- [EXERCISE] Copy out the listing below so that each line matches exactly.

- [LISTED ENTRIES]

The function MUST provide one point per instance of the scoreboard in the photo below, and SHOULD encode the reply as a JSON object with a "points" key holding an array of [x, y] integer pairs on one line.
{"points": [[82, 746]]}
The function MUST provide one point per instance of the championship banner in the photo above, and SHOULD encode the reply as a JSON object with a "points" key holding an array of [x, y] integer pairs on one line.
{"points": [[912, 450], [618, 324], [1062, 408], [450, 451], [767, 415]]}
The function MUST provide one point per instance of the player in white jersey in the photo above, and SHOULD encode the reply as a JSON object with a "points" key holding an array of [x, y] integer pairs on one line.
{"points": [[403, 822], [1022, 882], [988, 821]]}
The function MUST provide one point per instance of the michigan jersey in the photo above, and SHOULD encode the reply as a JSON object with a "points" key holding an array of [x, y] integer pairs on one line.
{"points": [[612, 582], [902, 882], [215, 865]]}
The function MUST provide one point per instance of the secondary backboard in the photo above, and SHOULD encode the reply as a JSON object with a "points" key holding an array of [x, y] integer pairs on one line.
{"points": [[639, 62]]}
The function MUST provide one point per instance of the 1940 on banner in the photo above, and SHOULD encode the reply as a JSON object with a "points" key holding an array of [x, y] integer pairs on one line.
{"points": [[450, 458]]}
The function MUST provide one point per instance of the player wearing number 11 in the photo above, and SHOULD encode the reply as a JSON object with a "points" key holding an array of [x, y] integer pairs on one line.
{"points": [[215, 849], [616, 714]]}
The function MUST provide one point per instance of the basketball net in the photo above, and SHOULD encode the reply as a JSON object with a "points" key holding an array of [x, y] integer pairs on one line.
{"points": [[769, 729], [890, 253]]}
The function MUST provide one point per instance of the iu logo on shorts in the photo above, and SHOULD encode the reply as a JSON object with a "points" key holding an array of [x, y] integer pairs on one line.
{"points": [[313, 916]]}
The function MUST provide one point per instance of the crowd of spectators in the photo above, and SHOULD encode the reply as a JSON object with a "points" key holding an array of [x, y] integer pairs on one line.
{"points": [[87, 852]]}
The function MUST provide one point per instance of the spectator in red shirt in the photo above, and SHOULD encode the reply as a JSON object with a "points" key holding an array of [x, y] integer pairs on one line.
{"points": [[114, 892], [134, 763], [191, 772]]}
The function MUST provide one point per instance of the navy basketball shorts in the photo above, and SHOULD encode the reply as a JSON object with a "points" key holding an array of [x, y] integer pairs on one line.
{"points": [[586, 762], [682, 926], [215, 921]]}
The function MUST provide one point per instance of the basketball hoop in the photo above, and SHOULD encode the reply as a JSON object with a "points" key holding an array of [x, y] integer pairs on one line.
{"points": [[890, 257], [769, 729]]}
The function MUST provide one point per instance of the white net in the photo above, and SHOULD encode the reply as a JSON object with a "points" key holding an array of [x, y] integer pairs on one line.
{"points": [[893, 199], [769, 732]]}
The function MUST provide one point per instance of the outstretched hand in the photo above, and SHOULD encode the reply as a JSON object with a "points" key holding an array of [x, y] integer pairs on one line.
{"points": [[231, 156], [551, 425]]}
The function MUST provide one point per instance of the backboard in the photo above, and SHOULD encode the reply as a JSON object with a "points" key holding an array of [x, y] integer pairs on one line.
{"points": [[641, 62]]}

- [SOLUTION TO THIS EXERCISE]
The function MUST provide one point per instance of the scoreboard in the photo below, and SHOULD encode the reply as a JSON object with a "points" key holding an array of [x, y] integer pairs on one line.
{"points": [[82, 746]]}
The function MUST provide one point per instance of the championship banner in the photo above, and SHOULD encode the reply as a JSON object with a "points" key holding an array of [x, y] integer pairs on one line.
{"points": [[912, 450], [618, 324], [1062, 408], [450, 451], [767, 415]]}
The function MUST provide one point per instance of the player in white jersey in the photo above, and SHOULD encode the reply as a JSON object with a "points" key holding an array of [x, y] integer pairs on one line.
{"points": [[403, 822], [1022, 882], [988, 821]]}
The function MUST provide one point per instance of the michigan jersey in the photo above, and SHOULD encode the reply as a JSON object with a "points" key holding an array of [x, y] integer pairs on one line.
{"points": [[612, 582], [902, 882], [215, 865]]}
The function MUST provide one point per instance of the secondary backboard in the photo above, and SHOULD encode the reply as a JSON object with a "points" key holding an array of [x, y] integer pairs on one line.
{"points": [[639, 62]]}
The function MUST provide one point per instance of the 1940 on banner in the photo above, and SHOULD encode the reply as a JSON object with a "points" key holding an array of [x, y] integer pairs on one line.
{"points": [[450, 458]]}
The function MUST provide one point per instance of the player wearing number 11 in the photo above, and SHOULD encode the reply as a JSON object with a "points" key holding an array of [x, y] integer pairs on one line.
{"points": [[215, 849], [616, 714]]}
The function MUST provide one point per instance of the basketball net in the photo above, and SHOULD encode the reply as a JSON object with a "points" key holding an array of [x, y] integer pairs on one line.
{"points": [[769, 729], [890, 253]]}
The function MUST provide one point per instance of the iu logo on shorts in the photo above, and SHOULD encode the reply as a JSON object with a "points" key holding an array of [x, y] integer pairs on one line.
{"points": [[313, 916]]}
The function MUST provide one point per instance of the crowd of spectators in the photo above, and SHOULD encode the reply as a JSON object with a "points" key holding an array of [x, y] integer pairs on one line.
{"points": [[87, 852]]}
The function MUST provide one point per instance of the spectator in red shirt in the photo above, and SHOULD encode the reply as a JSON object with a "points" key holding an array of [x, y] integer pairs on one line.
{"points": [[114, 892], [134, 763], [191, 772]]}
The function MUST provide one point per instance of the navy basketball shorts in the photo above, and SHOULD encode the reply as a JSON object with a "points" key holding an array of [x, y] integer pairs on one line.
{"points": [[586, 762], [682, 926], [215, 921]]}
The function MUST provide one point per instance of the basketball hoop in the photo above, and SHOULD encode the reply as a JSON object with a "points" key holding an array of [x, y] integer pairs on one line.
{"points": [[890, 257], [769, 729]]}
The function MUST provide one point per instance of the white net in the photo above, and SHOULD encode the reply as a JSON object with a "points" key holding an array of [x, y] integer pairs on one line.
{"points": [[893, 199], [769, 732]]}
The function MUST provide one point per instance of the outstretched hand in the photo above, and SHOULD encode the reply as a JSON object with a "points" key holding an array of [x, y] integer pairs on one line.
{"points": [[231, 156], [551, 425]]}
The function MUST provide one point per instance of the backboard in the photo above, and SHOULD encode the reply as a JSON object with a "points" key holding an array of [x, y] integer pairs on one line.
{"points": [[641, 62]]}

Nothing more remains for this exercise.